*Given passage:*
===

A Real American Crisis:
Feral swine are known by several names in English: hog, pig, piggy, piglet, warthog, boar, sow and more. Originally transported to North America by explorers and settlers in the 16th century, one billion swine are butchered each year in the USA.
They are livestock used for human food, clothing, cosmetics and medicinal purposes. America—and the rest of the world—has profited off swine in countless ways.
Enter Newton’s Third Law: Every action has an equal and opposite reaction. For all the benefits of farmed swine, there are drawbacks. Pigs are smart. They have escaped farms, traps and shipping containers.
They have chewed through wires and jumped over fences. Pigs have done more than exist, wild and free, in rural America – they have thrived and reproduced. Decades of mixed effort have failed to prevent these wild populations, these feral swine, from growing in number.
Wild pigs are an economic problem farmers, ranchers and rural Americans know all too well.

===

Natural language region descriptions
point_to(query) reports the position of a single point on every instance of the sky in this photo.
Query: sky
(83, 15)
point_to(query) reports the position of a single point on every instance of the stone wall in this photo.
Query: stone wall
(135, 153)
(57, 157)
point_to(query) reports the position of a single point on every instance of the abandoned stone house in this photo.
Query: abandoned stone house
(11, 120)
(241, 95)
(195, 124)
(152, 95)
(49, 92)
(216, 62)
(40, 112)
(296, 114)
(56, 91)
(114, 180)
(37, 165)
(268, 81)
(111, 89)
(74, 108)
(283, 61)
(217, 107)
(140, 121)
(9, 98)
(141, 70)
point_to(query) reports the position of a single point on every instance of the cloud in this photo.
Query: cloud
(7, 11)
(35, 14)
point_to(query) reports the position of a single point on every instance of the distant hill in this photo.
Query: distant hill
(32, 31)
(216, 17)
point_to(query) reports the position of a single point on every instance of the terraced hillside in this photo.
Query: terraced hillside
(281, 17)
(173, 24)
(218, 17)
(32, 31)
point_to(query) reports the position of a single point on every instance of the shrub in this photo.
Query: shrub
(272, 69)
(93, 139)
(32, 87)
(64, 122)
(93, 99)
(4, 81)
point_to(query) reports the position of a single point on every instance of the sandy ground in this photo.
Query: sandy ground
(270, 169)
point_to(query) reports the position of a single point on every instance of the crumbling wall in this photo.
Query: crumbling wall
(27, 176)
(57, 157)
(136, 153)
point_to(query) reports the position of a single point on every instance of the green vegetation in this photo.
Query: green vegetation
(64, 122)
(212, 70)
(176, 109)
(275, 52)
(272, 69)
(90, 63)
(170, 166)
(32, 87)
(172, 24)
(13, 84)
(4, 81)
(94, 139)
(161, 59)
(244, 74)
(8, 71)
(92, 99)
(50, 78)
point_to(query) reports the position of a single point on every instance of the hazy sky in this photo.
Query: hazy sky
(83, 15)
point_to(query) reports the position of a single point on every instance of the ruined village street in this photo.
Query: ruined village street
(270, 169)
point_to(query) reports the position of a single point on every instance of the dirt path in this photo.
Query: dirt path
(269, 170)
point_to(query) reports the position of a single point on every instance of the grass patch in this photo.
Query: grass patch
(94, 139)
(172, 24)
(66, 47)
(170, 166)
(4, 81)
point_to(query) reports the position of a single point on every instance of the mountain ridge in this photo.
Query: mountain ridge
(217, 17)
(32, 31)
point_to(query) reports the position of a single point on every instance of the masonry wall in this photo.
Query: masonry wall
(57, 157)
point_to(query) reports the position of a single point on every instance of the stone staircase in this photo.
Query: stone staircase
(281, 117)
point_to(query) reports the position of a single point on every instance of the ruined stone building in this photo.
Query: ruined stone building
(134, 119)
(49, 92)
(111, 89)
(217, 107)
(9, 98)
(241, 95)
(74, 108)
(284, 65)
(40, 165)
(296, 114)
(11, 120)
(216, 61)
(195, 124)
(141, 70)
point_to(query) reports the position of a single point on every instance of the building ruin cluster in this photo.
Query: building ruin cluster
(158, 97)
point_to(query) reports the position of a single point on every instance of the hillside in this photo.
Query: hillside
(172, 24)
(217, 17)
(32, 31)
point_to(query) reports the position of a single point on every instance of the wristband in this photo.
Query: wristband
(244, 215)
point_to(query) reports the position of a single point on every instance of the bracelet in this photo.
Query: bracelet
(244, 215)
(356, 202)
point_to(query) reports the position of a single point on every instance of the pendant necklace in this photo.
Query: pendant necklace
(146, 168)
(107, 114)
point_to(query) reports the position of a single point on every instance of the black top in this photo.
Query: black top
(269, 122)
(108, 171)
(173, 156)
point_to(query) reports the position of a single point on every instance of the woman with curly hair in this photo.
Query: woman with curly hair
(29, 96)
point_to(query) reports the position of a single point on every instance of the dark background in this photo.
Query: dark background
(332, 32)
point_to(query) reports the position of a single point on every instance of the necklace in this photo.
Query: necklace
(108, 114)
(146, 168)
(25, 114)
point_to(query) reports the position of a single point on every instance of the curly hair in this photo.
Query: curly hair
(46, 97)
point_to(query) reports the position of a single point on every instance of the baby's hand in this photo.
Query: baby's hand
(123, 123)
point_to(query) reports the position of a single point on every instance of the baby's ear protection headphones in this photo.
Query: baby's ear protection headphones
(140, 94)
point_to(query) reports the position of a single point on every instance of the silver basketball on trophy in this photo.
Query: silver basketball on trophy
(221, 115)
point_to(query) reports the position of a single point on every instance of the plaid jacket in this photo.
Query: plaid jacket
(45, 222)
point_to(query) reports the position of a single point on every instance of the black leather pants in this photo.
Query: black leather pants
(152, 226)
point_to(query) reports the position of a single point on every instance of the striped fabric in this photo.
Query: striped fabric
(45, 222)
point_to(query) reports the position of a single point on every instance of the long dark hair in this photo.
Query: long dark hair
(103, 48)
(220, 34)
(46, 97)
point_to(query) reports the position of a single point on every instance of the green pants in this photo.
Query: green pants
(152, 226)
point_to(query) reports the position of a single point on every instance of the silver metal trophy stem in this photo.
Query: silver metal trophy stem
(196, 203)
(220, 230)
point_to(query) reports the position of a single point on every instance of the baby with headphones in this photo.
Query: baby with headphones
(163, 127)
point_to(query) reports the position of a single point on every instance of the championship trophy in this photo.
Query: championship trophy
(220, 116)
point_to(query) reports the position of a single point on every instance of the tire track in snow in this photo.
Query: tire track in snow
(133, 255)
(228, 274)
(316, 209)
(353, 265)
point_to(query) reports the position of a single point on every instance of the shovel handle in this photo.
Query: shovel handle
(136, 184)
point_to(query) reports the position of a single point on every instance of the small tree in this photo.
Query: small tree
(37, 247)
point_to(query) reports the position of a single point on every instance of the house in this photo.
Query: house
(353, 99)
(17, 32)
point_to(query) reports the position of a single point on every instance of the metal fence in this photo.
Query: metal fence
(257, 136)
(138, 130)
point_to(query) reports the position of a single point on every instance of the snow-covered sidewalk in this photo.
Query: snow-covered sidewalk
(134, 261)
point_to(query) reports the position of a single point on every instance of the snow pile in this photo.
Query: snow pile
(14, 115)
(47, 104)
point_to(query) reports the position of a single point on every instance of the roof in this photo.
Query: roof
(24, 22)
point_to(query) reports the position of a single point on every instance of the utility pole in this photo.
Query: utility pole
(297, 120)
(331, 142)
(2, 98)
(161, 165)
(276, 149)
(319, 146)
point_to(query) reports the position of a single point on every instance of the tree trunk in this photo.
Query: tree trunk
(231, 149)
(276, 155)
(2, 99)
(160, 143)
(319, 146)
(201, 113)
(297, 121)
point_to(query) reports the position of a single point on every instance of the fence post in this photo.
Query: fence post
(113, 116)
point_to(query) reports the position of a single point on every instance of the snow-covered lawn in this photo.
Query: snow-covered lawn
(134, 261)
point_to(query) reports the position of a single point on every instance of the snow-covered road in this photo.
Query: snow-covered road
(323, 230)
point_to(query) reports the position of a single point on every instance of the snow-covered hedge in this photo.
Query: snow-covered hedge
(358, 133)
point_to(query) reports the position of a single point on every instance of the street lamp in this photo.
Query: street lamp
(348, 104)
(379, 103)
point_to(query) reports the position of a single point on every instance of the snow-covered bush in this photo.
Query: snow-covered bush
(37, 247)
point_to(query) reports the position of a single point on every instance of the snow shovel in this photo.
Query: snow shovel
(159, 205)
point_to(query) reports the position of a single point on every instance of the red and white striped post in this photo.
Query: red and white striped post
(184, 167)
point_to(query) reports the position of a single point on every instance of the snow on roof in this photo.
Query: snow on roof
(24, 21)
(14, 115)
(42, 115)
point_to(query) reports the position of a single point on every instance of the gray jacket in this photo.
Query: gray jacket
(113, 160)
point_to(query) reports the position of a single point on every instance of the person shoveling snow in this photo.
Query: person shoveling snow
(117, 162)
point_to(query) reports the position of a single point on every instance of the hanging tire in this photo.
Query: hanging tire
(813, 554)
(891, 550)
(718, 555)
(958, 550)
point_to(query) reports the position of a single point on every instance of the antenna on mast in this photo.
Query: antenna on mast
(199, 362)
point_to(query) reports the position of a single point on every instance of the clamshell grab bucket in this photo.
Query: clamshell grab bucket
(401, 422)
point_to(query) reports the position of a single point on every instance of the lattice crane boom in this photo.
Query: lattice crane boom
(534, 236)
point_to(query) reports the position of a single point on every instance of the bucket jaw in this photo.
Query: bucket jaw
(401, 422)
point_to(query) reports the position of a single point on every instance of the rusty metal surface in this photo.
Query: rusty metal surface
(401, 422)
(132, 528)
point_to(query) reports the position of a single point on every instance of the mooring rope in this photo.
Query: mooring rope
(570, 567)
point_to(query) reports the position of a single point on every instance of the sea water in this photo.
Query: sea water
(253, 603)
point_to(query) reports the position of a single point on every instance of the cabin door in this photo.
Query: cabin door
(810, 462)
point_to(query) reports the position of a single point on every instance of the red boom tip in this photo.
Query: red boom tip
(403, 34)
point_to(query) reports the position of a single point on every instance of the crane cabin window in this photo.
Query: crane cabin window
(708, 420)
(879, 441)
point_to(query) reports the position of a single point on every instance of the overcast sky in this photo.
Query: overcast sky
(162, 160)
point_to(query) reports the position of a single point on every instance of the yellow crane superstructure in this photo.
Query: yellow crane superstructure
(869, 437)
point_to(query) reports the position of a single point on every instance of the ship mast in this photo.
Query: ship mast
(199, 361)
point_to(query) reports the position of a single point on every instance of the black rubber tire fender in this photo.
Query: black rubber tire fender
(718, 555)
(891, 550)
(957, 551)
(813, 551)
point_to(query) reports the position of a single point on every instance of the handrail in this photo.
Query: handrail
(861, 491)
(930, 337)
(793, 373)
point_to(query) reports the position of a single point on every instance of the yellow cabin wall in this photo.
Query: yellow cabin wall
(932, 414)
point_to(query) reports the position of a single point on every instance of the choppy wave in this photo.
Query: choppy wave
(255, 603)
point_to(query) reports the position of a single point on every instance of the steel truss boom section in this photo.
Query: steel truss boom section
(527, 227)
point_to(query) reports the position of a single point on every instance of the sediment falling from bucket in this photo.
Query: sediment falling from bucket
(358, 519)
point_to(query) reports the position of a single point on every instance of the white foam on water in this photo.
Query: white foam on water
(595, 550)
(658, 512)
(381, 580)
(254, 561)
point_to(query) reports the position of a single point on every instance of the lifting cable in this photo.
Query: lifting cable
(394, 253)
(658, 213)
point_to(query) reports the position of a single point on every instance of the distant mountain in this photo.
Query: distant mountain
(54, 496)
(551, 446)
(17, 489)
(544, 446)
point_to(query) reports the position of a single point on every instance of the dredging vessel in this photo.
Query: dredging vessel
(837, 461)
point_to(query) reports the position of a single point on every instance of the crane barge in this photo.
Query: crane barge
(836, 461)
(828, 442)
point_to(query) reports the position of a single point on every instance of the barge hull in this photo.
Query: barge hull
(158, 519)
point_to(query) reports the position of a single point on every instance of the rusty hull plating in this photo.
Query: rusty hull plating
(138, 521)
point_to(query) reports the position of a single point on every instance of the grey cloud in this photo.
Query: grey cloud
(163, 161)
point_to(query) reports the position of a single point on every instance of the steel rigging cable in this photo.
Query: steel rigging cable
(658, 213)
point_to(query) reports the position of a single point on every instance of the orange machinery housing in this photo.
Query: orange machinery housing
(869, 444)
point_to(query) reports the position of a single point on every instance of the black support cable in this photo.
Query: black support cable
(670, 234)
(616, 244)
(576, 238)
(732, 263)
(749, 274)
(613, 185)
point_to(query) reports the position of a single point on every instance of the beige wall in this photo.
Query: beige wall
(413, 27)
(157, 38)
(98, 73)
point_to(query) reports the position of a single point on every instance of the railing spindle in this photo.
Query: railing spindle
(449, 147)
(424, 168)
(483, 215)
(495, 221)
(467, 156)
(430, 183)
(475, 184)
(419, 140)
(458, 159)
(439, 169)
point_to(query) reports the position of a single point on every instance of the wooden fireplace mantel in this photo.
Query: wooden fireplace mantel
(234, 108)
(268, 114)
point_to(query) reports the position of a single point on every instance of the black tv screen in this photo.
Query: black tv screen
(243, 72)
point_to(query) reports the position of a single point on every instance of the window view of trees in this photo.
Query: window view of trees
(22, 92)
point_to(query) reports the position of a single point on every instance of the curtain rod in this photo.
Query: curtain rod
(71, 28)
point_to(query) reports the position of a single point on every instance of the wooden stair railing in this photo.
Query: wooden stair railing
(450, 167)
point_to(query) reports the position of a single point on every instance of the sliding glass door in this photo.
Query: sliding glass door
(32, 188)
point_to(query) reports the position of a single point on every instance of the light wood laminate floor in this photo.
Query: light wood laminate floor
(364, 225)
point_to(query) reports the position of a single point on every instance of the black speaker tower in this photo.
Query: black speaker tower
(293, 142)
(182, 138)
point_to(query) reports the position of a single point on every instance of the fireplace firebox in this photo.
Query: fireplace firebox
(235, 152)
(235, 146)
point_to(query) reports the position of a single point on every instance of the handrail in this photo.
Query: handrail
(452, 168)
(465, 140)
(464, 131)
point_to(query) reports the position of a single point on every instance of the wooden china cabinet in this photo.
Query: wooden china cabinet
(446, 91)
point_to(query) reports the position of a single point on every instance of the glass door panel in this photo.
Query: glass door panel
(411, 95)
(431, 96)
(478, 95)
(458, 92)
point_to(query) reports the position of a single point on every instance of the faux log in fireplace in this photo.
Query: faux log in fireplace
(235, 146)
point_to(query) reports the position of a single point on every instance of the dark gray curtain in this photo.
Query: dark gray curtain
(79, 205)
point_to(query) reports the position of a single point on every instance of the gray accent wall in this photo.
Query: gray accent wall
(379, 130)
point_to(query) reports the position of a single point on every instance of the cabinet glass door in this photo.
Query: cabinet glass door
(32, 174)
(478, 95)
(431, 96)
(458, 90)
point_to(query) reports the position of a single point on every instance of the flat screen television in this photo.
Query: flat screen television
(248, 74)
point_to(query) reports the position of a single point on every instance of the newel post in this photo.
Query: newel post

===

*Task goal:* Return the passage on feral swine verbatim, from "Enter Newton’s Third" up to and including "all too well.".

*Exercise output:*
Enter Newton’s Third Law: Every action has an equal and opposite reaction. For all the benefits of farmed swine, there are drawbacks. Pigs are smart. They have escaped farms, traps and shipping containers.
They have chewed through wires and jumped over fences. Pigs have done more than exist, wild and free, in rural America – they have thrived and reproduced. Decades of mixed effort have failed to prevent these wild populations, these feral swine, from growing in number.
Wild pigs are an economic problem farmers, ranchers and rural Americans know all too well.